**WHAT THIS TASK INVOLVES:**
Which lines in the data below contain the word "table"? Gather each of them and copy it out.

Part of a data file:
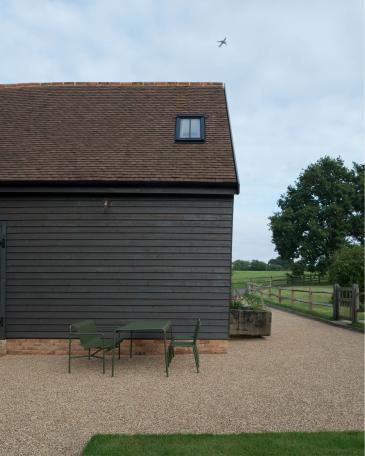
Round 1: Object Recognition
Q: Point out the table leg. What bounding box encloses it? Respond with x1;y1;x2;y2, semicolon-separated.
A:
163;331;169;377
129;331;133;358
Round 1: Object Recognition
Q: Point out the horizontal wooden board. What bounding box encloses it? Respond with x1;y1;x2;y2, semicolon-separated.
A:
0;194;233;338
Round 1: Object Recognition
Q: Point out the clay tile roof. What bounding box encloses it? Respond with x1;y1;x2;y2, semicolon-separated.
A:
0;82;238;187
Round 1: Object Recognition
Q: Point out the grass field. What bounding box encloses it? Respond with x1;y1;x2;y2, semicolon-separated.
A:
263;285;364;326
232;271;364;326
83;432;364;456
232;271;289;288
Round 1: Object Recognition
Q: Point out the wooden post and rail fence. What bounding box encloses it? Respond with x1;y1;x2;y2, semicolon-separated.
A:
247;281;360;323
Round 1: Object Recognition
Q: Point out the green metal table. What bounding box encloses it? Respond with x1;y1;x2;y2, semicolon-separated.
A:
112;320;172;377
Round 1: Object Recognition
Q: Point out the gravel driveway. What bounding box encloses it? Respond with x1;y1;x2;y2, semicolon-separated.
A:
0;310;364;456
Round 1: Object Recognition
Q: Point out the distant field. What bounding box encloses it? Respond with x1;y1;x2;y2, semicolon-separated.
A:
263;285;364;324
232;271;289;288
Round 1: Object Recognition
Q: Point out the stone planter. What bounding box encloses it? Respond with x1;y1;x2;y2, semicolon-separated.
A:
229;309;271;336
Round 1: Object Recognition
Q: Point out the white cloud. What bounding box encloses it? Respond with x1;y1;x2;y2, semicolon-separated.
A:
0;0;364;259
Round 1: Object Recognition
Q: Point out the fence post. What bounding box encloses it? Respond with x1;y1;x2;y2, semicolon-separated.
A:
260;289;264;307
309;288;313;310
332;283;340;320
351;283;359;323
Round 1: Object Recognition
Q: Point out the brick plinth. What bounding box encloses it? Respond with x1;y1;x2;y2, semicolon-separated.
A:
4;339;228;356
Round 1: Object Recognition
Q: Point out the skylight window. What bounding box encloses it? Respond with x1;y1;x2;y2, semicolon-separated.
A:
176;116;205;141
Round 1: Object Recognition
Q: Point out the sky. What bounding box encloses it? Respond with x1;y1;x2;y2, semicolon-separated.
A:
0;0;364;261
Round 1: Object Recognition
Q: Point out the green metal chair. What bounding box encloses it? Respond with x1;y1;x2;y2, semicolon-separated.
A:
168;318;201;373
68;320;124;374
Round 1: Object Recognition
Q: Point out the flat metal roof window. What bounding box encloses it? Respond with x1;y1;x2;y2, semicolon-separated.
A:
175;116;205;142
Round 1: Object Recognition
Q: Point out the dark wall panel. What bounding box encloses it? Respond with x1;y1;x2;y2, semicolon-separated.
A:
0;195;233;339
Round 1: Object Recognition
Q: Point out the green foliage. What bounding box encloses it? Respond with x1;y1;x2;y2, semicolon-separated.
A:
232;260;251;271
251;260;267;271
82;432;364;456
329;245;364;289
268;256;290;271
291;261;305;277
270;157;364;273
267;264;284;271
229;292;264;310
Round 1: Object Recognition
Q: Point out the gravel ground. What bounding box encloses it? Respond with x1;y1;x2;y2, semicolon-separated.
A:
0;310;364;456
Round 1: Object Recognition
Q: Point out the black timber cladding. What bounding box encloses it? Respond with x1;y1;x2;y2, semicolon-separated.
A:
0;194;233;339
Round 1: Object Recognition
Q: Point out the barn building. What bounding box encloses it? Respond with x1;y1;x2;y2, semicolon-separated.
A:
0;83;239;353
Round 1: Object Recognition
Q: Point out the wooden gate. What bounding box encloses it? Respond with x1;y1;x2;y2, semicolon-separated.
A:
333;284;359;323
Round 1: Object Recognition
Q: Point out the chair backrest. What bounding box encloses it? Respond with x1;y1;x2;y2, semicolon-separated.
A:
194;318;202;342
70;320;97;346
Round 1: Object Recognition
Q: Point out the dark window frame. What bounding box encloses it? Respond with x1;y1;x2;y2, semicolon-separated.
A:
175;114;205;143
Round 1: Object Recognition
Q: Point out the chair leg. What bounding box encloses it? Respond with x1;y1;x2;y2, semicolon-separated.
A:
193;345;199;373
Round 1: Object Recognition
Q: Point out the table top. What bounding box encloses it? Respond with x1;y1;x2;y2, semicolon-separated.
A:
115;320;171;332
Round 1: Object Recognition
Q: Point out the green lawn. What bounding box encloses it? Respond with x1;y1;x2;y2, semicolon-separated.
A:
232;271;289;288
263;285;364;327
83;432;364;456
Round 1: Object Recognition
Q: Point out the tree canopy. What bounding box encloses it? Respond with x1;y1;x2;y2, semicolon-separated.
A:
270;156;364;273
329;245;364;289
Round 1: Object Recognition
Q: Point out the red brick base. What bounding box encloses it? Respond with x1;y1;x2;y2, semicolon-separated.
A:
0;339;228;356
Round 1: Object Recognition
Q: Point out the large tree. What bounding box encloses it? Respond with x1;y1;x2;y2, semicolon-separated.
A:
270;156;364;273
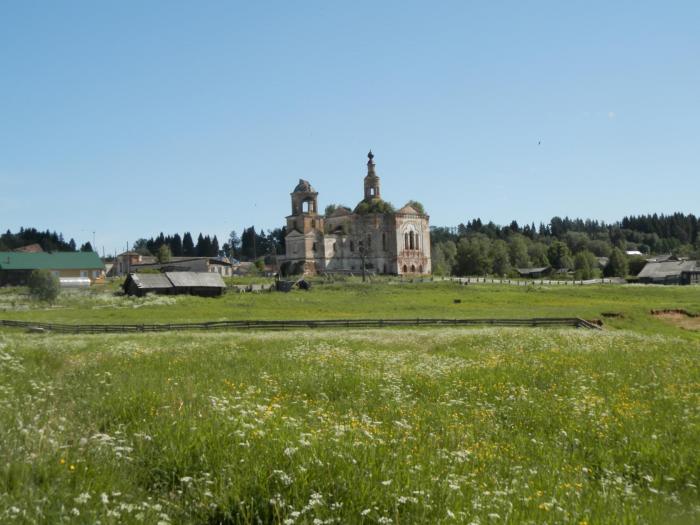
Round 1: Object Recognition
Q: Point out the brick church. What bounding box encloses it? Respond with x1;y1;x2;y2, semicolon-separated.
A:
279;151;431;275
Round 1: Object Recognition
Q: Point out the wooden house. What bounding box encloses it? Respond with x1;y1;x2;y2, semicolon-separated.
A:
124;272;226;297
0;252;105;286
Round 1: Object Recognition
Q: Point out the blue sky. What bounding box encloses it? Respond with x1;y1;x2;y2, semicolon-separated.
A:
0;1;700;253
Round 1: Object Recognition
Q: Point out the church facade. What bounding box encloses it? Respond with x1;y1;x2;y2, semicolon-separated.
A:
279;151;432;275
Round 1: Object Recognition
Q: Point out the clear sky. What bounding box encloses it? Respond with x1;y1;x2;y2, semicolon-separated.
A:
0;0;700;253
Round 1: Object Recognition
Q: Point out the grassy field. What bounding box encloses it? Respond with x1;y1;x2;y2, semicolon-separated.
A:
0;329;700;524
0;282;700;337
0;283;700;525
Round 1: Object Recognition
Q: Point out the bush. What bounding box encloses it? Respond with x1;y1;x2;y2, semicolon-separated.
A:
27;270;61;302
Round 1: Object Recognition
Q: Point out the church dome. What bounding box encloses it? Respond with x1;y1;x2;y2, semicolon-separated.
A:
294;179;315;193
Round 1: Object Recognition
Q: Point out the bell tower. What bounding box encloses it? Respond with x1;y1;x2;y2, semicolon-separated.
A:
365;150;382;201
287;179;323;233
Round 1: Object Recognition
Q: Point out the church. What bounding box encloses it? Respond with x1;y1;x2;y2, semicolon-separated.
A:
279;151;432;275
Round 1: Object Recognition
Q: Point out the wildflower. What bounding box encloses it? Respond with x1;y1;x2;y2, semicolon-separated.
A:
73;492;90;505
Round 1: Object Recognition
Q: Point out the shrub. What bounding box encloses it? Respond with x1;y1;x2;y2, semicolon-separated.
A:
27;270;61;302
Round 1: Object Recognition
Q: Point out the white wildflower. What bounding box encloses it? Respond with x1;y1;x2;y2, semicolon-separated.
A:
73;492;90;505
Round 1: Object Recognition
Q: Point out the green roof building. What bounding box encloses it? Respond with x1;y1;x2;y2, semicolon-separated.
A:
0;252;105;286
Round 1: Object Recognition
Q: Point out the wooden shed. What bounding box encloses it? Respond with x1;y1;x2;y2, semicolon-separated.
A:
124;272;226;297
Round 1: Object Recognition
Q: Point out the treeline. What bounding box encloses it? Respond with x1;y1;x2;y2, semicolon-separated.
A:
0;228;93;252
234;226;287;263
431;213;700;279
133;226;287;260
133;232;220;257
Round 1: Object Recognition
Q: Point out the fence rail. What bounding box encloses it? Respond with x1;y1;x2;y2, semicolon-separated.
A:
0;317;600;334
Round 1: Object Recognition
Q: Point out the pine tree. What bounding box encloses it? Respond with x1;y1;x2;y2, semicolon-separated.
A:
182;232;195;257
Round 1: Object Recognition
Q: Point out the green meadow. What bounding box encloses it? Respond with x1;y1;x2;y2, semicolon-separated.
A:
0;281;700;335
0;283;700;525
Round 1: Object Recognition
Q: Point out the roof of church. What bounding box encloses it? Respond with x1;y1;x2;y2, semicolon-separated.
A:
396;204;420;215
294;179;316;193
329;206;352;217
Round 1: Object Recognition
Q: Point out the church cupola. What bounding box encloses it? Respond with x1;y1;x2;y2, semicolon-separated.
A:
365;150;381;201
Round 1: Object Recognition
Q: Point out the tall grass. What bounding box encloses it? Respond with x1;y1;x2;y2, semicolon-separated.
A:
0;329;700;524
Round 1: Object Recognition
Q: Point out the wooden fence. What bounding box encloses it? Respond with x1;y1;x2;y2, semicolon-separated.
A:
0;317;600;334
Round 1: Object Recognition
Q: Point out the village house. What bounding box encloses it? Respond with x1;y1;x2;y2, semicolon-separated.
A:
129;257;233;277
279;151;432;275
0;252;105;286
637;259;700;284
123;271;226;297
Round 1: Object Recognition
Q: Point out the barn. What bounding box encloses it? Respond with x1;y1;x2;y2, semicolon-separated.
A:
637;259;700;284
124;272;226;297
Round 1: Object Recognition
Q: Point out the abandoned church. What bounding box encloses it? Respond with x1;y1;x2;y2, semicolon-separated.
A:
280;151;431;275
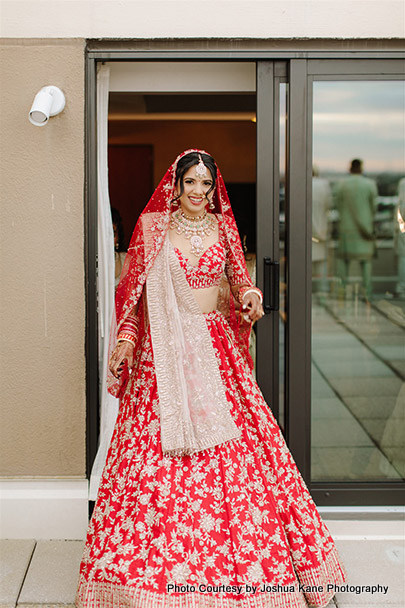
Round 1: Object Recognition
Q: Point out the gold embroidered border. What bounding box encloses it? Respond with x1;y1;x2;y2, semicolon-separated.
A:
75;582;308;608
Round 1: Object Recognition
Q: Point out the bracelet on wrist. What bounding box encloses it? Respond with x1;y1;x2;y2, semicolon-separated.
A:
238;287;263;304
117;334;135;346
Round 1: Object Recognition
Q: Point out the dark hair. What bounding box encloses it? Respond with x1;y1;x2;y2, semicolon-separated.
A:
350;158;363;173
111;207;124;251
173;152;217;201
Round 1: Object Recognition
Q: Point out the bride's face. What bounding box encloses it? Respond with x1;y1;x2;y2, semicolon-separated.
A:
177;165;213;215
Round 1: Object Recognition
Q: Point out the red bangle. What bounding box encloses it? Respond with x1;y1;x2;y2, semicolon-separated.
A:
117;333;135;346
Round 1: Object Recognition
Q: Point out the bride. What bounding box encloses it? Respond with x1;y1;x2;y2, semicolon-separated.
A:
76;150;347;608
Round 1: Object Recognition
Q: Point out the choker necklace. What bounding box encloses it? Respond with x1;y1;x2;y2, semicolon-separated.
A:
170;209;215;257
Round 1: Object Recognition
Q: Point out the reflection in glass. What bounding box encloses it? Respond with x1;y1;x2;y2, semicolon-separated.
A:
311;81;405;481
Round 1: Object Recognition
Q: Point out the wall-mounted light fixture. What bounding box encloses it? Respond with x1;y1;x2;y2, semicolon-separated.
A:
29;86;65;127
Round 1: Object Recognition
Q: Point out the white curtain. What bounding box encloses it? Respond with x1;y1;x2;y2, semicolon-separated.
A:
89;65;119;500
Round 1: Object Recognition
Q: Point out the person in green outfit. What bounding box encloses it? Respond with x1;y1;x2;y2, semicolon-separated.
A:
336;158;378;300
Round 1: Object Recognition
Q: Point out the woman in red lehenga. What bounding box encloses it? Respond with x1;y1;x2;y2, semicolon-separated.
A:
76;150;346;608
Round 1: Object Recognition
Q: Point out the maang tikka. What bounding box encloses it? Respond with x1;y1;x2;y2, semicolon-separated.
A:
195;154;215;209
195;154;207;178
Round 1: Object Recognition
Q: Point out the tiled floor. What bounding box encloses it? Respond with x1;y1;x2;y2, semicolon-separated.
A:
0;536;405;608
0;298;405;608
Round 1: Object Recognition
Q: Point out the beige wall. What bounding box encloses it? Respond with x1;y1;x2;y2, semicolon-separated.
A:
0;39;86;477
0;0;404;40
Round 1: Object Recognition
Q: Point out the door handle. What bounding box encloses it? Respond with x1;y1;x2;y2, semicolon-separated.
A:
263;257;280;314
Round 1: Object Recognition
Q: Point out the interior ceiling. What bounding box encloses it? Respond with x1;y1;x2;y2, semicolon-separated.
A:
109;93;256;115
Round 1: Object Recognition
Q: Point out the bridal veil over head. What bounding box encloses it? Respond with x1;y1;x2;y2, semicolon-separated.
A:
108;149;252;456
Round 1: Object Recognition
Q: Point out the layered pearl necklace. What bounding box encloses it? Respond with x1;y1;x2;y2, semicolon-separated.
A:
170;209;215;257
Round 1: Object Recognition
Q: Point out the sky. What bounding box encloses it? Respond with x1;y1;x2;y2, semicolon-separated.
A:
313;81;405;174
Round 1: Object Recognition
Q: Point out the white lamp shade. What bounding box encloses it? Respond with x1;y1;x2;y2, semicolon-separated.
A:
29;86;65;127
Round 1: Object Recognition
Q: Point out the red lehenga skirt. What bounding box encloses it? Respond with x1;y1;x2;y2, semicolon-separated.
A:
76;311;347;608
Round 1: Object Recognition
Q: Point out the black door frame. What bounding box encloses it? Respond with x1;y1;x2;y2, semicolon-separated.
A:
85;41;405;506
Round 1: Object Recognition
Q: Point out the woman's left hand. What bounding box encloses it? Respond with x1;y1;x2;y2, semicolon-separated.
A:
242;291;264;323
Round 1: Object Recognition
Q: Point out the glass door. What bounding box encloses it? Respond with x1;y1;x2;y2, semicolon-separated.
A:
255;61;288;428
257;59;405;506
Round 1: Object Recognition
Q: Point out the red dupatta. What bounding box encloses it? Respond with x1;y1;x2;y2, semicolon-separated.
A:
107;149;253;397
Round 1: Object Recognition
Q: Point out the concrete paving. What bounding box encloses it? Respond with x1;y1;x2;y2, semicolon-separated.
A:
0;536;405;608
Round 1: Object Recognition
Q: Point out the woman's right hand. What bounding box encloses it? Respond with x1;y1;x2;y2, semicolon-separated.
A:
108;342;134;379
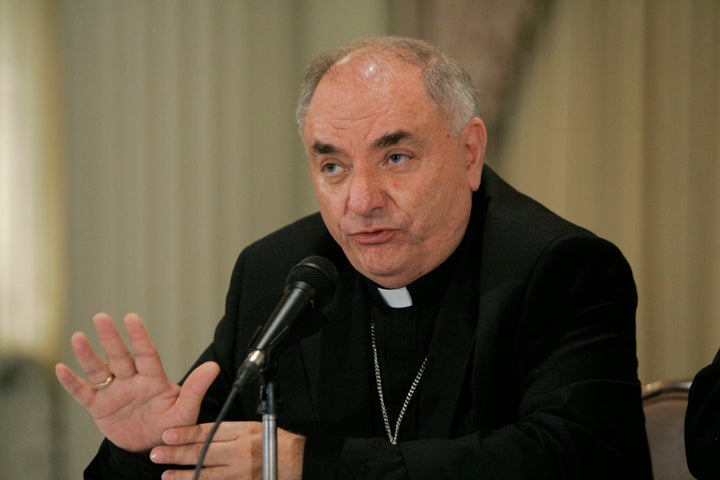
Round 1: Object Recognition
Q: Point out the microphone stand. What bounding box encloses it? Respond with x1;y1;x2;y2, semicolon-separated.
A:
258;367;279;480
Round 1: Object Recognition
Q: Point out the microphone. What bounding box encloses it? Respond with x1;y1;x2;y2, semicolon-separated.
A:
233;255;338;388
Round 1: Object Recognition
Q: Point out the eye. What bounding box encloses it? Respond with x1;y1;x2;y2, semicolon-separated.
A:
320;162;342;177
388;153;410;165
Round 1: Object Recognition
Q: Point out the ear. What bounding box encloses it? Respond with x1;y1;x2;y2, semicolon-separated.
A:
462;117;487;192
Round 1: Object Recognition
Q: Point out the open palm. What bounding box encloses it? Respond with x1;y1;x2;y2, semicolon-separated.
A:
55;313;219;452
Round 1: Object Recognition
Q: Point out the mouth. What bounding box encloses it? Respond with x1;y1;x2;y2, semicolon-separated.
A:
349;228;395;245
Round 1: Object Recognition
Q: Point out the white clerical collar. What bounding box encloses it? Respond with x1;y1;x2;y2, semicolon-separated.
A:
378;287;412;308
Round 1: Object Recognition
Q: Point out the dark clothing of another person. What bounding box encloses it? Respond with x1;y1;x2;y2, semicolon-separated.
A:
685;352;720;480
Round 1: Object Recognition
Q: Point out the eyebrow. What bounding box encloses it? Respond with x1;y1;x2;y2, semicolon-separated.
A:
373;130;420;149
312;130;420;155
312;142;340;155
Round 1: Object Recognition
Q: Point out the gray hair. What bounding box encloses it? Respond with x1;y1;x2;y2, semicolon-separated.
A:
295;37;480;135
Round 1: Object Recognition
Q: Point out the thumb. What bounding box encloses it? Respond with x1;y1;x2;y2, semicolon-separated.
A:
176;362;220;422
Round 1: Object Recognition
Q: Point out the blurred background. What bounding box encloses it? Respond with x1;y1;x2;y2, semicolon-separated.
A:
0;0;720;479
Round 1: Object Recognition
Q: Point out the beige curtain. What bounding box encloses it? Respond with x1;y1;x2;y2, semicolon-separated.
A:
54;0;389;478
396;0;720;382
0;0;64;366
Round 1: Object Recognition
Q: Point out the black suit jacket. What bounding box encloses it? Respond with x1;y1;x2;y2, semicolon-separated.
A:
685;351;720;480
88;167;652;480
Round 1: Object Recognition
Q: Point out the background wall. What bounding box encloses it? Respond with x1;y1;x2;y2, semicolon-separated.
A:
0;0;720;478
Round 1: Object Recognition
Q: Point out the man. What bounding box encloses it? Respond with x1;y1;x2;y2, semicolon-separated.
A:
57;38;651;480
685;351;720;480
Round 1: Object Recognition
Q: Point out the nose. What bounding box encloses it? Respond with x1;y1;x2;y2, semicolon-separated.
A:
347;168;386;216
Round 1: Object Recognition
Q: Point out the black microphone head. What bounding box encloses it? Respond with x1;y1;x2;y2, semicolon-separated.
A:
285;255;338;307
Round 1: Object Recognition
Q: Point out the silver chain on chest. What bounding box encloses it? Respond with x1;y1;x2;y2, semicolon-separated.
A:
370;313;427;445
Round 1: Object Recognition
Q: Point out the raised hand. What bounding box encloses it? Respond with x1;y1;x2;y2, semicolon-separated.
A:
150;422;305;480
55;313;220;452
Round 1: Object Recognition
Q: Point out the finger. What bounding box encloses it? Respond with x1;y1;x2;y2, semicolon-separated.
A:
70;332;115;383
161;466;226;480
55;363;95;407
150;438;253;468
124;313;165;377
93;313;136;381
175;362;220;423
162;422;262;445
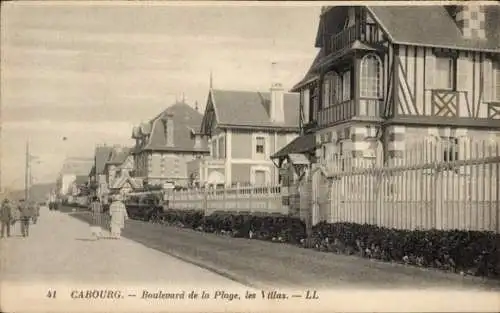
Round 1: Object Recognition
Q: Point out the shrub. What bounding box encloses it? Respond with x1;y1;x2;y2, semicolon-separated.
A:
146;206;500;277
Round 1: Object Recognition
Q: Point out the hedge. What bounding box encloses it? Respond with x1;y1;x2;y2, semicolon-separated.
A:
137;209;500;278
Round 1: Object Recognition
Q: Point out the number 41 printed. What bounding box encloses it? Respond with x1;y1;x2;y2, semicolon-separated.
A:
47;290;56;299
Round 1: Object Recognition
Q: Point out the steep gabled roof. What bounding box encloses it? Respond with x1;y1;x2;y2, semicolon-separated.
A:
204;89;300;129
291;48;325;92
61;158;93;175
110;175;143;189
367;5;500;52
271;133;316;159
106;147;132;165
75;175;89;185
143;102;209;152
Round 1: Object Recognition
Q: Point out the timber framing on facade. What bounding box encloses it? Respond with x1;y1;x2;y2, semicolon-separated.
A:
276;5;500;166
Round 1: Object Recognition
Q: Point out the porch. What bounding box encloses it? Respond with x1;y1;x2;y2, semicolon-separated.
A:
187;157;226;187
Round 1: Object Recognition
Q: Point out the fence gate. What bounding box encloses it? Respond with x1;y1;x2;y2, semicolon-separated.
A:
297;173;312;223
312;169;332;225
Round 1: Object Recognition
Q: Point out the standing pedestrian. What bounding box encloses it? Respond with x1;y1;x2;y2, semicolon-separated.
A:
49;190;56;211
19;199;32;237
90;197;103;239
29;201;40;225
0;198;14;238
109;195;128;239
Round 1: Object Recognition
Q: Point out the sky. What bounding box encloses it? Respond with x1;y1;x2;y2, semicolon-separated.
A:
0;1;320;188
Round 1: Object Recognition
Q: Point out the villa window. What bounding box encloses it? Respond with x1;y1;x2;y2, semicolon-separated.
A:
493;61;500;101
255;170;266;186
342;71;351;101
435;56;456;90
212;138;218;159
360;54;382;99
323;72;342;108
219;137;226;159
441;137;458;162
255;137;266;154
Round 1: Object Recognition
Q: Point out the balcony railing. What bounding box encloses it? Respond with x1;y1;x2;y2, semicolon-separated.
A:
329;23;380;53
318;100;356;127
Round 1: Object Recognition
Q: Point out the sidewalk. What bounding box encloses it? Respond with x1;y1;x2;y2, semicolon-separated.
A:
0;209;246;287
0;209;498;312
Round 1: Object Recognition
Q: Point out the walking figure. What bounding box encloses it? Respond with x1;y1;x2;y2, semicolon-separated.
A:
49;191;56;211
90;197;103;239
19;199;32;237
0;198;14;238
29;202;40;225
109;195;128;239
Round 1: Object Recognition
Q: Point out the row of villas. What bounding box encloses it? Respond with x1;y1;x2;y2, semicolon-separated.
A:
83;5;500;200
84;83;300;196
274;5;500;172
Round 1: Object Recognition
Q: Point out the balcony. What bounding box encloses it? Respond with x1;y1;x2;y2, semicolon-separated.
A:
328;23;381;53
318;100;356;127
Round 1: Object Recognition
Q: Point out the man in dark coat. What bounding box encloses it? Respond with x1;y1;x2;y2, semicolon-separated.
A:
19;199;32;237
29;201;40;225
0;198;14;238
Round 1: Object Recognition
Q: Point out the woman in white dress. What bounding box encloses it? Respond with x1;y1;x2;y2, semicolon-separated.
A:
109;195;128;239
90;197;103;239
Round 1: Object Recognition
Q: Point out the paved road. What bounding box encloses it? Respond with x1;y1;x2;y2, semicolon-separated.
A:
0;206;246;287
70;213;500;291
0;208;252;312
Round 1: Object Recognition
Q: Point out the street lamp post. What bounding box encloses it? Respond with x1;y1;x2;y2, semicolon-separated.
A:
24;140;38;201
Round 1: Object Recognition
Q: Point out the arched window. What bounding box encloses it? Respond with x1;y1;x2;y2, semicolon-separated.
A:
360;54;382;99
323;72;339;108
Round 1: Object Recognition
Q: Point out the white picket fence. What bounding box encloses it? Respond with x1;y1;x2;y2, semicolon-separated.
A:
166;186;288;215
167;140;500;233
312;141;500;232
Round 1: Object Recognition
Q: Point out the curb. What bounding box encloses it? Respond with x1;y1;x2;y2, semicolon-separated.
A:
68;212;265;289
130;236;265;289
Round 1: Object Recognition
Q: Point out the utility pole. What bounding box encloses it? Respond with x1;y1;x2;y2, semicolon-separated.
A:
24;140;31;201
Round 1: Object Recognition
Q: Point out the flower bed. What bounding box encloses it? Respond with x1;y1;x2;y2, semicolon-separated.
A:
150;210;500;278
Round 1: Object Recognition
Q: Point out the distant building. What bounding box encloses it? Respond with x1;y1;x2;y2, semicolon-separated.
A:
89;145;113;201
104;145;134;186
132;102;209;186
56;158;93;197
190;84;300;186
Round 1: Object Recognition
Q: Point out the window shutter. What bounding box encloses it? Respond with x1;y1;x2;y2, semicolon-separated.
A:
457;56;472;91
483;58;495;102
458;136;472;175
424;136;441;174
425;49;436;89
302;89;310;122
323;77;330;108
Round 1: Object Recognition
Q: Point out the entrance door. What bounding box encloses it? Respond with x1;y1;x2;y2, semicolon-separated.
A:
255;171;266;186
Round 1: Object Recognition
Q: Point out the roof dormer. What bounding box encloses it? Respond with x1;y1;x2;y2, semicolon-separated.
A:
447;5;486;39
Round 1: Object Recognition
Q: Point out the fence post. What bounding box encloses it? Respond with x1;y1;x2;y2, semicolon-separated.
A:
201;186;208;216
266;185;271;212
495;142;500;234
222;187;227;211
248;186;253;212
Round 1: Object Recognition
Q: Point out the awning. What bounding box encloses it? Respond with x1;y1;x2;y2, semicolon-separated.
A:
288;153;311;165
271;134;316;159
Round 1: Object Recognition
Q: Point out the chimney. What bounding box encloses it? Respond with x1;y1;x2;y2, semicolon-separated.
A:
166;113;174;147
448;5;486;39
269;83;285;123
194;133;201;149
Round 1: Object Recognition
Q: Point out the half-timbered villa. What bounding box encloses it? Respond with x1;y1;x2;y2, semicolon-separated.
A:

**RESULT FOR THIS TASK:**
Q: Point out the table leg. What bounding box encloses it? Respond with x1;y1;x2;y2, semicolon-separated.
Q: Point out the green metal table. What bounding box encloses it? Respond with x1;y1;x2;y2, semicolon-separated.
Q: Point out the table top. What bounding box encloses it? Respond with x1;y1;x2;y2, semicolon-separated.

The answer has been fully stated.